Repeat, without any change, the entries presented below.
Start
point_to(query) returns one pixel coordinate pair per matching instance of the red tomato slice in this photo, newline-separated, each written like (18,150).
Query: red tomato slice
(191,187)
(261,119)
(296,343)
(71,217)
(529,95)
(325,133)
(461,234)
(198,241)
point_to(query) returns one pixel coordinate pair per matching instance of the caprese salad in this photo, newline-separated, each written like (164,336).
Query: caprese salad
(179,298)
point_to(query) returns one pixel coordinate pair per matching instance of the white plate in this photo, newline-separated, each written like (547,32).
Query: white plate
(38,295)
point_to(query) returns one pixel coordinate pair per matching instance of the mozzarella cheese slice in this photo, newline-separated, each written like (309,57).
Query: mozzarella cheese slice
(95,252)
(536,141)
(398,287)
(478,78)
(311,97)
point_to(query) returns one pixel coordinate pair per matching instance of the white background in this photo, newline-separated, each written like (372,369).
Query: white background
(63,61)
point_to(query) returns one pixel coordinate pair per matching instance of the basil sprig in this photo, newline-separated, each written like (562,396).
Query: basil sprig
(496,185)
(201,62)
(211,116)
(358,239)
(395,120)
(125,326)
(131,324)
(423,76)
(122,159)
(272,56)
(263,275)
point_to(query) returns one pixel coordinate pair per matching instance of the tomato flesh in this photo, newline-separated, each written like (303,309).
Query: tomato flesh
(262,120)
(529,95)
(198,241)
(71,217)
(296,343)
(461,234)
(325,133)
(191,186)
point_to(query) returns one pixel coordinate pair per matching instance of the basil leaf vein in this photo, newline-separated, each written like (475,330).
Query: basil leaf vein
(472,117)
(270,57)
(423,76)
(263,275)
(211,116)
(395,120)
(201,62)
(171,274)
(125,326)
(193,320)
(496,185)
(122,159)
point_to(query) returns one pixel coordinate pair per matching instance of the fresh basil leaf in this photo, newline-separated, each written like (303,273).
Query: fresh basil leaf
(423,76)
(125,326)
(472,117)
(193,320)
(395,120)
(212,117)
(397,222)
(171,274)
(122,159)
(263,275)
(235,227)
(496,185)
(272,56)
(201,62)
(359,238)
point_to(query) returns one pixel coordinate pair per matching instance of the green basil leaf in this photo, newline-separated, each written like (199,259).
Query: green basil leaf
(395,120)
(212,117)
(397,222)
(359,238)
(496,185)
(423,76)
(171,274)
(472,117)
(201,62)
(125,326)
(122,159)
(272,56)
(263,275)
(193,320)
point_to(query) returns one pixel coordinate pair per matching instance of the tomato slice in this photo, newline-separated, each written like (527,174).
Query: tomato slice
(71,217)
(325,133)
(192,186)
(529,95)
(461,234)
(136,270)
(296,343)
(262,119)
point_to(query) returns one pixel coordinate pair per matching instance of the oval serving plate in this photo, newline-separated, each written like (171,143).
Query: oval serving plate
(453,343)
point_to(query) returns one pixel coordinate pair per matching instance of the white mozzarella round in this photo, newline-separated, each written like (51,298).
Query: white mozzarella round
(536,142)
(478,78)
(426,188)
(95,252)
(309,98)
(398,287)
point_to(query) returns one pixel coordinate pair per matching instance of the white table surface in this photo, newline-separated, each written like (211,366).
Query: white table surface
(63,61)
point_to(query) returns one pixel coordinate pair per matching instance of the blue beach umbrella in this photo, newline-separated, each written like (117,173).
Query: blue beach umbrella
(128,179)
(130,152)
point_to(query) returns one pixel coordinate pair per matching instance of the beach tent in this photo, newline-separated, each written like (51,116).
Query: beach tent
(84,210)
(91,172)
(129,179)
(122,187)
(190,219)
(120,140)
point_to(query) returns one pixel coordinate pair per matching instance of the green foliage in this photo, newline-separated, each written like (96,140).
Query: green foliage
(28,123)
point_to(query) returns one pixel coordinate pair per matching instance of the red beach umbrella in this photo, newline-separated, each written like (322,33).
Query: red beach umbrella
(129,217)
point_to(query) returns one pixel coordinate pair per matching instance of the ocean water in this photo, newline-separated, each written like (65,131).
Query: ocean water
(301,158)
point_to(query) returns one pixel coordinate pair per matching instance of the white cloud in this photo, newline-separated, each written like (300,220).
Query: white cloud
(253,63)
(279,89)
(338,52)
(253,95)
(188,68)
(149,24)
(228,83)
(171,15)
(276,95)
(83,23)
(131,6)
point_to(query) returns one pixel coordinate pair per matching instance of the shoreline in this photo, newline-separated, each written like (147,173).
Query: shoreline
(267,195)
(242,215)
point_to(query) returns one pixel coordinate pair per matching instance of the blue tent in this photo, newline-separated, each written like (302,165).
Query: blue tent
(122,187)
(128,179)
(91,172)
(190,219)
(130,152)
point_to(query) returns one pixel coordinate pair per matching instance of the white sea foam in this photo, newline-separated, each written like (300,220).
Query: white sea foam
End
--- EXERCISE OUTPUT ---
point_to(query) returns one pixel coordinate pair per matching instance of the red tomato slice in this photo, newline-separated, each written like (18,150).
Query: red tomato slice
(191,187)
(261,119)
(296,343)
(71,217)
(529,95)
(325,133)
(461,234)
(198,241)
point_to(query) returns one pixel coordinate pair per matching instance of the caprese salad in this photo, newline-separated, each written like (164,336).
Query: caprese salad
(179,298)
point_to(query) returns one pixel coordinate pair per matching instance of the white plate in this photo, newline-separated, each written like (547,32).
Query: white plate
(38,295)
point_to(query) returns one pixel coordinate pair per matching instance of the mozzarella cheese slice in this photo, newline-separated, each written like (309,57).
Query: mozzarella cheese slice
(95,252)
(536,141)
(398,287)
(478,78)
(311,97)
point_to(query) returns one pixel coordinate pair per matching instance of the white background in this photo, newline-separated, each written like (372,369).
Query: white background
(63,61)
point_to(query) returns one pixel coordinate pair per matching instance of the basil sprig in this photo, newline-separated, each written like (562,396).
Query: basil sprig
(496,185)
(201,62)
(211,116)
(358,239)
(395,120)
(125,326)
(131,324)
(423,76)
(122,159)
(272,56)
(263,275)
point_to(query) returns one pixel coordinate pair per matching instance of the tomato flesh in this photo, newline-separated, each written like (303,309).
Query: tomato flesh
(262,120)
(529,95)
(198,241)
(71,217)
(296,343)
(461,234)
(325,133)
(191,186)
point_to(query) returns one pixel coordinate pair per matching instance of the basil leaf vein in this photo, newline-separated, each written like (475,330).
Query: basil leaf vein
(472,117)
(270,57)
(423,76)
(263,275)
(211,116)
(395,120)
(201,62)
(171,274)
(125,326)
(193,320)
(496,185)
(122,159)
point_to(query) returns one pixel coordinate pair per matching instance of the fresh basil leaf in this photo, newline-separated, each written like (303,273).
Query: fresh basil leaf
(423,76)
(125,326)
(472,117)
(193,320)
(395,120)
(212,117)
(397,222)
(171,274)
(122,159)
(263,275)
(235,227)
(496,185)
(272,56)
(201,62)
(359,238)
point_to(query) returns one pixel coordinate pair per matching instance of the green basil leaf in this photo, newline-separated, each written like (199,259).
Query: green basil leaf
(395,120)
(212,117)
(397,222)
(359,238)
(496,185)
(423,76)
(171,274)
(472,117)
(201,62)
(125,326)
(122,159)
(272,56)
(263,275)
(193,320)
point_to(query) returns one pixel coordinate pair per matching instance of the tomato slice in this photo, newline-separated, each written like (527,174).
Query: tomato slice
(71,217)
(325,133)
(192,186)
(529,95)
(461,234)
(136,270)
(296,343)
(262,119)
point_to(query) returns one pixel coordinate pair per matching instance of the oval serving plate in this photo, newline-separated, each written like (171,143).
Query: oval serving plate
(453,343)
point_to(query) returns one pixel coordinate pair per matching instance of the white mozzarella round in this photo, newline-separated, each written like (51,298).
Query: white mozzarella round
(536,142)
(478,78)
(426,188)
(95,252)
(309,98)
(398,287)
point_to(query) returns one pixel coordinate pair per matching instance of the white table surface in this photo, newline-separated, each written like (211,366).
Query: white table surface
(63,61)
point_to(query) returns one pixel coordinate pair per matching instance of the blue beach umbrella in this photo, newline-separated, each written like (117,173).
Query: blue beach umbrella
(128,179)
(130,152)
point_to(query) returns one pixel coordinate pair per matching instance of the beach tent in this photo, newline-separated, each written like (51,116).
Query: beach tent
(84,210)
(91,172)
(129,179)
(122,187)
(190,219)
(120,140)
point_to(query) returns one pixel coordinate pair per matching instance of the green foliage in this photo, newline-separated, each written like (96,140).
Query: green foliage
(28,123)
point_to(query) returns one pixel coordinate pair per matching instance of the red beach umbrella in this photo, newline-separated, each written like (322,33).
Query: red beach umbrella
(129,217)
point_to(query) returns one pixel coordinate pair per matching instance of the ocean water in this photo, newline-separated, each written like (65,131).
Query: ocean water
(301,158)
point_to(query) returns one pixel coordinate pair per matching instance of the white cloud in this photo, newline-separated, each written like (300,220).
Query: white cloud
(253,63)
(279,89)
(338,52)
(253,95)
(188,68)
(149,24)
(228,83)
(171,15)
(276,95)
(83,23)
(131,6)
point_to(query) returns one pixel coordinate pair per matching instance of the shoreline in this photo, newline-separated, each written like (147,173).
Query: shoreline
(267,195)
(242,215)
point_to(query) returns one pixel coordinate pair per matching instance of the blue tent in this photo, newline-separated, each written like (302,165).
Query: blue tent
(122,187)
(128,179)
(91,172)
(190,219)
(130,152)
point_to(query) returns one pixel coordinate pair per matching instance of the white sea foam in this photo, newline-separated, each written like (300,220).
Query: white sea foam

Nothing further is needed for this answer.